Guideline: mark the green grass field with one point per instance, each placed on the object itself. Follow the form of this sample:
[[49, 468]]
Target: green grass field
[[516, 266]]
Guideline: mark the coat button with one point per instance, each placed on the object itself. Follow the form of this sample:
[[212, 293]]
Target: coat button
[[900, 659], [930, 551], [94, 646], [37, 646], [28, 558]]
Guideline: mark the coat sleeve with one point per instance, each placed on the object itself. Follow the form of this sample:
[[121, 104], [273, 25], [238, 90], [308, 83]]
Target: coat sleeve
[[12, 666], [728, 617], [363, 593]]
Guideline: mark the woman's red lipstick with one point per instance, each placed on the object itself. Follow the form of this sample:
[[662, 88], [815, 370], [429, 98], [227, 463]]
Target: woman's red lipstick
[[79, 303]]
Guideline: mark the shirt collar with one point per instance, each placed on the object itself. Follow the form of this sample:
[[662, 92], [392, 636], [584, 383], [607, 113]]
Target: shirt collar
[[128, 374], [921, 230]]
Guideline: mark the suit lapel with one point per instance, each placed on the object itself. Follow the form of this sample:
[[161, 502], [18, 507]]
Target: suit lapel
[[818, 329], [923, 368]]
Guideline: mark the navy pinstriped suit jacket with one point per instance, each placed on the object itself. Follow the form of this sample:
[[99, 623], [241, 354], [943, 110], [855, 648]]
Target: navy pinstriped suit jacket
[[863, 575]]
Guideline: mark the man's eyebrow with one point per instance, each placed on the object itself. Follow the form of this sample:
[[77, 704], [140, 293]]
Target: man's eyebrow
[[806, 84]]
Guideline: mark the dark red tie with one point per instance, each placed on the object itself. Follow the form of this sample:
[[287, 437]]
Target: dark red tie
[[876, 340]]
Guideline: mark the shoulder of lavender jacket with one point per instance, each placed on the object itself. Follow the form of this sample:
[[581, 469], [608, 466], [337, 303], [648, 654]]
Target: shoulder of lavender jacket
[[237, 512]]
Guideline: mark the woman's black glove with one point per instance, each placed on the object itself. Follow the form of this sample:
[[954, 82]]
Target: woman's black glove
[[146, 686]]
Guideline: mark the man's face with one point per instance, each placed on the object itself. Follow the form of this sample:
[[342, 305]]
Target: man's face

__EXERCISE DETAILS__
Copy out every line of the data above verbatim, without changing a character.

__RESPONSE TO THIS TASK__
Guideline: mark the green grass field with one point per instance, each placed on the object itself. Follow the form of this sample:
[[49, 468]]
Target: green grass field
[[516, 266]]
Guideline: mark the coat button with one point per instance, each placed on the object itself. Follow the form of this sample:
[[212, 293]]
Target: coat button
[[900, 659], [930, 551], [94, 646], [37, 646], [28, 558]]
Guideline: mark the coat sleeve with one point per instance, each placed on the object itself. Follow the form of this sample:
[[121, 104], [273, 25], [238, 90], [308, 83]]
Target: coat sleeve
[[12, 666], [728, 617], [363, 593]]
Guideline: mark the woman's red lipstick with one point per instance, each placed on the object itself. Follow the form of this sample:
[[662, 88], [815, 370], [429, 98], [227, 463]]
Target: woman's red lipstick
[[79, 303]]
Guideline: mark the shirt collar with one point per instance, each placed on the object itself. Follow the form of this sample:
[[662, 92], [392, 636], [584, 383], [607, 113]]
Target: shirt collar
[[128, 374], [921, 230]]
Guideline: mark the suit lapel with one point per instance, each placed on the object itself. Follow the form of this sample:
[[161, 502], [18, 507]]
Target: suit lapel
[[818, 329], [923, 368]]
Guideline: mark the navy pinstriped suit jacket with one point per instance, each placed on the object itself. Follow the form of this sample:
[[99, 623], [241, 354], [943, 110], [855, 648]]
Target: navy pinstriped suit jacket
[[863, 575]]
Guideline: mark the man's eyebrow with one point per instance, each placed on the object itself. Follow the form of this sample:
[[77, 704], [140, 293]]
Target: man's eyebrow
[[806, 84]]
Guideline: mark the dark red tie with one point per instance, each placed on the object itself. Follow the form of this sample:
[[287, 437]]
Target: dark red tie
[[876, 340]]
Guideline: mark the shoulder of lavender jacket with one point per instance, each placed on the object itself. Follow the form of this sample:
[[581, 469], [608, 466], [337, 303], [648, 654]]
Target: shoulder of lavender jacket
[[237, 512]]
Guideline: mark the woman's black glove with one point per instance, each placed on the object itself. Follow the form of this sample:
[[954, 82]]
Target: woman's black glove
[[146, 686]]
Guideline: mark the man's face with one point per instance, each placed on the object itself. Follow the form of this sample:
[[342, 305]]
Target: man's face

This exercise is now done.